**Exercise prompt**
Reproduce all of the entries below, switching each "evaluation set" to "test set" and leaving everything else unchanged.
[Start Dataset records]
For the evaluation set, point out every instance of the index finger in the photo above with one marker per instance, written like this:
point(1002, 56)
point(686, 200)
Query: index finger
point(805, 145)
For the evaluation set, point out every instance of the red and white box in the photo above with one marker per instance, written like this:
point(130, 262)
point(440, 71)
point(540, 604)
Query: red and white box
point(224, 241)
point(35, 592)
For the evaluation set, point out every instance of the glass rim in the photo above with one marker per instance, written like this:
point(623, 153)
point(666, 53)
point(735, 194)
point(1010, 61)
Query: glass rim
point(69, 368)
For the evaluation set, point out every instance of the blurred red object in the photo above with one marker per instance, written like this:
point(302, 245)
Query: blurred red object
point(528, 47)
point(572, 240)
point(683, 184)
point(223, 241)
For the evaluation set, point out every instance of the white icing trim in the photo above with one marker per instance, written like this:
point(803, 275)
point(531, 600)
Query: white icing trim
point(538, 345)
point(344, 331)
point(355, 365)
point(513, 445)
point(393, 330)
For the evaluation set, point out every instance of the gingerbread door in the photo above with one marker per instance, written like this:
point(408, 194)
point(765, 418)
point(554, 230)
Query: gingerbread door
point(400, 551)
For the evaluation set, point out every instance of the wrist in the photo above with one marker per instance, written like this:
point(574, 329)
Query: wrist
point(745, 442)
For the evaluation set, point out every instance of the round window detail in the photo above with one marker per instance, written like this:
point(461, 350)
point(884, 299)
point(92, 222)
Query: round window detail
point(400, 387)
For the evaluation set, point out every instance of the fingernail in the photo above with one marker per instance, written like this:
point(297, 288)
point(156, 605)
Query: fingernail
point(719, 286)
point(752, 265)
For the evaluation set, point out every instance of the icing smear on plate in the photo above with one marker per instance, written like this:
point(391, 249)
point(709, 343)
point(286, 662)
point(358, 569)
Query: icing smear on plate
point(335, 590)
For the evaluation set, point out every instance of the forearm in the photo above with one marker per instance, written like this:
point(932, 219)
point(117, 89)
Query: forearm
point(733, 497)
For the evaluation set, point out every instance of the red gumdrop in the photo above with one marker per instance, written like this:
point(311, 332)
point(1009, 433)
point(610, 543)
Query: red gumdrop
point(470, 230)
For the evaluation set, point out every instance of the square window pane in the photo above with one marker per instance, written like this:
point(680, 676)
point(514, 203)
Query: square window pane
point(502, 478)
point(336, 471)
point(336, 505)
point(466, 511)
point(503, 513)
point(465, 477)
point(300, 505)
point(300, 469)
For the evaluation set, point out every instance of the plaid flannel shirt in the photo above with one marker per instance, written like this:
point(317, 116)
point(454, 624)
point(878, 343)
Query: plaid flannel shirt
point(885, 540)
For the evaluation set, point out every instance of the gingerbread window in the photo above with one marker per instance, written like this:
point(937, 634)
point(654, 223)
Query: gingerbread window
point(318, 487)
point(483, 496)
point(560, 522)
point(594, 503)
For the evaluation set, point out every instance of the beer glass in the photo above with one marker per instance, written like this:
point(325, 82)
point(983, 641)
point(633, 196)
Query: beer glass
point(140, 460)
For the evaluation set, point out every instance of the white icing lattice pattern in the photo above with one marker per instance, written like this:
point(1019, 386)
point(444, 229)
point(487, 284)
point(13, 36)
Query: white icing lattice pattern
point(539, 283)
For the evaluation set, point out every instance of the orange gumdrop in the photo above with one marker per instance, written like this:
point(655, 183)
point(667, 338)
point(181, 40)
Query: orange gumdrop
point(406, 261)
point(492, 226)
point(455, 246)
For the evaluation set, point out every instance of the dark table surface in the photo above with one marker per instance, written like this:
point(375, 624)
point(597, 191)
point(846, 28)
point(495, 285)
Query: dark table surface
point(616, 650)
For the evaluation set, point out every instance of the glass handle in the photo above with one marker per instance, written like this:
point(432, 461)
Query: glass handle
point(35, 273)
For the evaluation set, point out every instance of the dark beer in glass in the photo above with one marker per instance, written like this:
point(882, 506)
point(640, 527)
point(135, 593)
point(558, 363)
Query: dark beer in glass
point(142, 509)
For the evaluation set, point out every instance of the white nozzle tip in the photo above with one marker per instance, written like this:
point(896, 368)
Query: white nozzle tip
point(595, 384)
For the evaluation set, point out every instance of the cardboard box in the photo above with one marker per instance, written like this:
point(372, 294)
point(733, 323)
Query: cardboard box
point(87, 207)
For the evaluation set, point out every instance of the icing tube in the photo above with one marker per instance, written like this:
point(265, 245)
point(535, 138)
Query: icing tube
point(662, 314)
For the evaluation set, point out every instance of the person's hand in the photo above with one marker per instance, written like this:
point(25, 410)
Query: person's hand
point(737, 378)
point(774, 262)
[End Dataset records]
**Right answer**
For the test set, point out every instance of the index finger in the photo above with one marker per instance, written like this:
point(1002, 56)
point(686, 200)
Query: index finger
point(805, 145)
For the test set, point out every instance of the red and white box in the photo above with one marker per instance, written like this:
point(130, 262)
point(440, 71)
point(540, 604)
Query: red and white box
point(224, 241)
point(35, 592)
For the test set, point out every instance of the glass rim in the photo above with one marker per instance, written like this:
point(623, 153)
point(666, 53)
point(735, 194)
point(1010, 61)
Query: glass rim
point(69, 368)
For the test set, point out every instance of the blurred red object in the photo above with one marker per instance, written like this:
point(302, 245)
Query: blurred red object
point(528, 47)
point(572, 240)
point(683, 184)
point(223, 241)
For the test set, point out every instance of the white icing trim in the photo above with one marker per instance, written like this:
point(803, 275)
point(531, 600)
Query: white icing trim
point(538, 345)
point(344, 331)
point(355, 365)
point(513, 445)
point(393, 330)
For the test set, point out every instance of the gingerbread door in the photo above with one marker per instance, written like this:
point(408, 194)
point(765, 418)
point(554, 230)
Query: gingerbread door
point(400, 551)
For the test set, point out every instance of the wrist in the photo above with one marker per instance, written like this:
point(574, 329)
Query: wrist
point(745, 442)
For the test set, point out every instance of the round window detail in the photo above with one marker per instance, written like this:
point(461, 350)
point(884, 299)
point(92, 222)
Query: round window detail
point(400, 387)
For the test set, point out every instance of the fingernail in the photo above with one marker per instance, written like this:
point(297, 288)
point(156, 605)
Query: fingernail
point(719, 286)
point(752, 265)
For the test set, point out every instance of the icing smear on plate in the photo above with one marker per instance, written like this:
point(391, 249)
point(709, 343)
point(286, 662)
point(358, 569)
Query: icing smear on plate
point(335, 590)
For the test set, point out every instance of the forearm in the photo above with one marker per instance, written like this:
point(932, 219)
point(117, 89)
Query: forearm
point(733, 497)
For the test set, point out every instance of the red gumdrop in the photo above with one marker per instance, written like this:
point(311, 332)
point(1009, 433)
point(610, 543)
Query: red gumdrop
point(470, 230)
For the test set, point out every instance of the square window pane in the photo above with one marker per instance, written like this:
point(680, 676)
point(514, 203)
Query: square window pane
point(502, 478)
point(336, 471)
point(336, 505)
point(466, 511)
point(503, 513)
point(465, 477)
point(300, 505)
point(300, 469)
For the test set, point out every instance of the plaid flannel shirt in the photo above with one marker per instance, written like this:
point(317, 116)
point(454, 624)
point(878, 343)
Query: plaid flannel shirt
point(885, 540)
For the test set, point out every instance of the gingerbread window in the photo above with one marker per instance, written like this:
point(937, 634)
point(654, 223)
Query: gingerbread window
point(318, 487)
point(483, 496)
point(560, 522)
point(594, 503)
For the test set, point out every instance of the beer glass in the photo above with one marker per instance, written like this:
point(325, 82)
point(983, 641)
point(633, 196)
Query: beer glass
point(140, 460)
For the test set, point out every instance of the white icing lattice pattern in the photo above with one marker per instance, written like this:
point(1019, 386)
point(444, 229)
point(487, 284)
point(13, 36)
Query: white icing lattice pattern
point(539, 283)
For the test set, point out every instance of the orange gumdrop in the photo above with one marker per instance, written like this:
point(655, 183)
point(667, 338)
point(181, 40)
Query: orange gumdrop
point(406, 261)
point(492, 226)
point(455, 246)
For the test set, point out every instance of the dark table surface in the photo above with one marker per instance, written like this:
point(375, 624)
point(597, 191)
point(846, 28)
point(495, 285)
Query: dark table surface
point(616, 650)
For the test set, point out every instance of the glass handle in the photo above with one marker per instance, written like this:
point(432, 461)
Query: glass handle
point(35, 273)
For the test set, point out every instance of the dark beer in glass in the photo above with one marker per instance, written like this:
point(882, 506)
point(640, 527)
point(135, 593)
point(558, 363)
Query: dark beer in glass
point(142, 509)
For the test set, point out every instance of the white nozzle tip in the photo above with one marker per instance, written like this:
point(896, 368)
Query: white nozzle tip
point(595, 384)
For the test set, point out every instance of the cardboard box in the photo above with one marker per instance, written like this:
point(372, 294)
point(733, 323)
Query: cardboard box
point(87, 207)
For the test set, point out every instance of the icing tube in the photo above with one marker per instance, written like this:
point(265, 245)
point(535, 138)
Query: icing tube
point(662, 314)
For the test set, point out every instance of the person's hand in the photo above with one marker per instance, written like this:
point(25, 410)
Query: person's hand
point(737, 378)
point(774, 262)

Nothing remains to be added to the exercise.